• **Your task**
Can you copy, character for character, the lines from the beginning of the entries through the line containing "Return the mask of every instance of the shop", both ends included? Leave the pictures out of your answer.

(Polygon outlines for photos)
------------------------

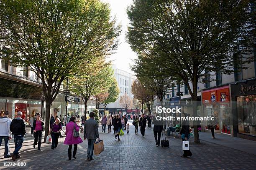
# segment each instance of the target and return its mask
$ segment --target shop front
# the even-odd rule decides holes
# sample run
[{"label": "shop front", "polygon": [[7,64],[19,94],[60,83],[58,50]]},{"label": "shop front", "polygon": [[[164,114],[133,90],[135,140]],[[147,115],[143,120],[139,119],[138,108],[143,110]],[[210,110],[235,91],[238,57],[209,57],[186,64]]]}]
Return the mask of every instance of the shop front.
[{"label": "shop front", "polygon": [[[227,134],[233,132],[231,104],[229,85],[203,90],[202,92],[203,116],[214,117],[215,132]],[[208,121],[201,122],[206,130]]]},{"label": "shop front", "polygon": [[0,114],[8,111],[13,119],[19,111],[27,120],[36,113],[41,113],[43,89],[40,87],[0,78]]},{"label": "shop front", "polygon": [[234,135],[256,140],[256,79],[230,85]]}]

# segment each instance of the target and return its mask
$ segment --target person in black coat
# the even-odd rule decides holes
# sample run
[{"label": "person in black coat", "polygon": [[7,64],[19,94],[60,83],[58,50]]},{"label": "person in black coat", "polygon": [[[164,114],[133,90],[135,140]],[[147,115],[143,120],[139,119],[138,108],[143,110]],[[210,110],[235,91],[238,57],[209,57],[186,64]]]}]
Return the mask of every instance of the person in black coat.
[{"label": "person in black coat", "polygon": [[[156,117],[156,116],[160,116],[159,114],[157,113]],[[160,146],[160,142],[161,139],[161,133],[162,131],[164,130],[164,126],[162,125],[163,122],[161,121],[156,120],[156,118],[154,118],[153,119],[153,124],[154,125],[153,131],[155,140],[156,140],[156,145],[159,146]],[[158,138],[157,138],[158,135]]]},{"label": "person in black coat", "polygon": [[[185,116],[186,117],[187,116]],[[189,138],[189,125],[188,121],[184,121],[182,125],[182,129],[179,132],[181,135],[182,140],[183,141],[187,140]],[[192,155],[192,153],[190,150],[183,150],[183,158],[187,158]]]},{"label": "person in black coat", "polygon": [[145,137],[145,128],[147,125],[147,120],[145,118],[144,113],[141,115],[141,117],[140,118],[139,126],[141,128],[141,133],[142,138]]},{"label": "person in black coat", "polygon": [[117,118],[115,120],[114,124],[114,129],[115,129],[115,131],[117,132],[117,134],[115,135],[115,138],[116,139],[116,137],[118,138],[118,141],[120,141],[120,138],[119,138],[119,134],[120,133],[120,130],[122,128],[122,122],[121,119],[120,119],[120,115],[118,115]]}]

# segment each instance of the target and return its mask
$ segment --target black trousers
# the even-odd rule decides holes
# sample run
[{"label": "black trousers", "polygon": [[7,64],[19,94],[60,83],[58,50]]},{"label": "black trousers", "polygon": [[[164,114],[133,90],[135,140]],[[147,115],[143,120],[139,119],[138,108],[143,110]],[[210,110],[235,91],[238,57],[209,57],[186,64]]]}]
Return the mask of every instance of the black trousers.
[{"label": "black trousers", "polygon": [[[73,156],[76,156],[77,150],[77,144],[74,145],[74,150],[73,150]],[[69,159],[71,159],[72,151],[72,145],[69,145]]]},{"label": "black trousers", "polygon": [[138,133],[138,126],[136,125],[135,125],[135,133]]},{"label": "black trousers", "polygon": [[145,128],[146,128],[146,126],[141,126],[141,135],[143,136],[145,136]]},{"label": "black trousers", "polygon": [[212,132],[212,135],[214,137],[214,128],[211,128],[211,131]]},{"label": "black trousers", "polygon": [[34,145],[36,145],[37,141],[37,149],[40,149],[41,148],[41,142],[42,140],[42,131],[41,130],[36,131],[35,132],[35,140],[34,140]]},{"label": "black trousers", "polygon": [[[154,136],[155,137],[155,140],[156,140],[156,142],[157,143],[157,145],[160,145],[160,142],[161,140],[161,133],[162,132],[154,131]],[[158,135],[158,138],[157,136]]]}]

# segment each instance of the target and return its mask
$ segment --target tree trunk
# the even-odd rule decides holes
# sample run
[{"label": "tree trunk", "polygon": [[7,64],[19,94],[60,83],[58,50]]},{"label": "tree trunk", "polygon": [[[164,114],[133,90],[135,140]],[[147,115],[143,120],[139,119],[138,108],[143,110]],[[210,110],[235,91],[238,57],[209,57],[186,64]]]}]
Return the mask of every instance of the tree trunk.
[{"label": "tree trunk", "polygon": [[51,110],[51,100],[47,99],[46,100],[46,110],[45,112],[45,122],[44,122],[45,130],[44,130],[44,142],[46,141],[46,139],[47,137],[49,132],[49,128],[50,126],[50,111]]}]

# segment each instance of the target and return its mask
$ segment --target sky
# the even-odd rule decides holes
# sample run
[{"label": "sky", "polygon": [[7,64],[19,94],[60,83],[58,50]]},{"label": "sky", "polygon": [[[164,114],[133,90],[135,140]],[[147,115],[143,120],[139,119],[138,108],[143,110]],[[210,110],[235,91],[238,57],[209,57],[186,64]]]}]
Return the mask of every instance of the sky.
[{"label": "sky", "polygon": [[133,2],[133,0],[101,0],[110,5],[111,15],[115,16],[117,22],[122,26],[122,33],[119,38],[119,45],[115,53],[110,57],[113,63],[119,69],[132,73],[130,68],[133,65],[132,60],[137,58],[135,52],[132,51],[130,45],[125,41],[125,32],[129,19],[126,14],[126,8]]}]

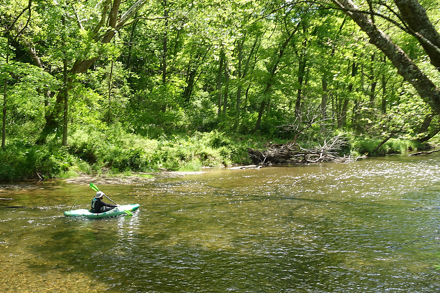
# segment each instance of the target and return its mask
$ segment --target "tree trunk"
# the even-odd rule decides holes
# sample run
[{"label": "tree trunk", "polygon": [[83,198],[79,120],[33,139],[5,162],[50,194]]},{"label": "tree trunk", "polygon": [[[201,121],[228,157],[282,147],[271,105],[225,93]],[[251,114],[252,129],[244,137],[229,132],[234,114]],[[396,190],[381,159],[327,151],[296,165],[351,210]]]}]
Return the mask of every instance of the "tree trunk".
[{"label": "tree trunk", "polygon": [[[63,29],[65,30],[66,29],[66,21],[64,17],[63,17],[63,19],[62,20],[62,22],[63,23]],[[64,103],[63,104],[63,141],[61,143],[62,146],[67,146],[67,122],[68,121],[67,115],[68,114],[68,101],[69,101],[69,89],[68,86],[67,85],[67,76],[68,75],[68,73],[67,72],[67,59],[66,59],[66,41],[65,41],[65,37],[64,33],[63,32],[62,34],[62,45],[63,46],[63,53],[64,55],[63,58],[63,93],[64,93]]]},{"label": "tree trunk", "polygon": [[64,103],[63,104],[63,142],[61,144],[62,146],[67,146],[67,122],[68,114],[68,101],[69,101],[69,86],[67,84],[68,78],[67,68],[67,60],[65,57],[63,60],[63,88],[64,94]]},{"label": "tree trunk", "polygon": [[167,4],[167,0],[163,0],[164,12],[163,16],[167,18],[165,19],[165,32],[163,34],[163,52],[162,55],[162,84],[165,84],[167,83],[167,48],[168,42],[168,9]]},{"label": "tree trunk", "polygon": [[111,122],[111,79],[113,77],[113,60],[110,65],[110,73],[109,74],[109,109],[107,111],[107,125]]},{"label": "tree trunk", "polygon": [[[101,2],[103,7],[101,11],[101,21],[97,24],[96,27],[90,31],[91,33],[97,35],[98,31],[104,24],[106,23],[108,24],[109,28],[107,30],[107,33],[103,36],[96,36],[97,39],[100,38],[100,42],[102,43],[110,42],[116,34],[116,30],[123,26],[127,21],[147,2],[146,0],[138,0],[124,13],[120,15],[119,11],[121,0],[112,0],[112,1],[108,16],[107,15],[107,13],[111,0],[106,0]],[[103,53],[104,51],[100,52],[100,54],[102,54]],[[73,80],[73,77],[78,73],[85,72],[99,58],[98,56],[88,59],[77,60],[75,61],[72,68],[69,70],[67,90],[69,90]],[[46,116],[46,123],[41,132],[40,138],[37,140],[38,144],[44,143],[47,135],[60,126],[59,122],[57,119],[60,117],[64,107],[64,90],[65,89],[62,88],[58,92],[53,109],[50,114]]]},{"label": "tree trunk", "polygon": [[223,73],[223,62],[224,54],[223,51],[220,52],[220,60],[219,61],[219,72],[217,73],[217,107],[218,109],[217,115],[218,117],[221,115],[221,75]]},{"label": "tree trunk", "polygon": [[295,117],[298,118],[301,114],[301,94],[303,90],[303,83],[304,81],[304,76],[306,73],[306,57],[305,51],[306,42],[305,41],[303,43],[303,48],[300,56],[298,56],[298,87],[296,95],[296,101],[295,103]]},{"label": "tree trunk", "polygon": [[397,68],[397,73],[416,89],[421,98],[438,114],[440,114],[440,90],[405,51],[396,44],[387,35],[377,28],[372,20],[360,12],[351,0],[332,0],[366,33],[370,42],[377,47],[391,60]]},{"label": "tree trunk", "polygon": [[257,119],[257,123],[255,124],[255,130],[256,131],[260,130],[261,119],[263,117],[264,107],[266,105],[270,105],[270,99],[268,97],[268,95],[270,92],[272,86],[273,84],[273,79],[276,74],[277,70],[278,69],[280,62],[281,61],[281,58],[284,55],[285,51],[286,50],[286,48],[287,48],[289,42],[290,42],[290,40],[291,40],[292,38],[293,37],[293,35],[295,34],[295,33],[296,32],[299,28],[300,24],[300,23],[296,26],[295,29],[292,30],[292,32],[289,35],[284,42],[281,45],[280,47],[279,51],[277,52],[276,56],[274,57],[275,59],[272,62],[270,67],[267,68],[268,71],[269,72],[269,76],[267,77],[267,82],[266,84],[266,87],[263,94],[263,99],[264,100],[261,103],[260,111],[258,112],[258,118]]},{"label": "tree trunk", "polygon": [[327,99],[329,97],[329,91],[327,89],[327,76],[325,74],[322,77],[322,95],[321,97],[321,116],[322,117],[322,123],[321,124],[321,133],[326,131],[325,121],[327,119]]},{"label": "tree trunk", "polygon": [[229,90],[229,73],[228,71],[228,64],[224,59],[224,94],[223,95],[223,118],[226,117],[226,110],[228,107],[228,91]]},{"label": "tree trunk", "polygon": [[[413,31],[431,63],[440,71],[440,34],[426,15],[426,11],[417,0],[394,0],[400,12],[401,19]],[[437,20],[436,20],[437,21]]]}]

------------------------

• **Written solution**
# segment each instance of the target and return its mask
$ segment --target shop front
# the even-odd rule decides holes
# sample run
[{"label": "shop front", "polygon": [[7,64],[19,94],[60,83],[58,50]]},{"label": "shop front", "polygon": [[[164,114],[133,90],[135,140]],[[147,115],[143,120],[139,119],[138,108],[143,110]],[[210,110],[235,91],[238,57],[209,57],[186,64]]]}]
Return the mask of every instance of the shop front.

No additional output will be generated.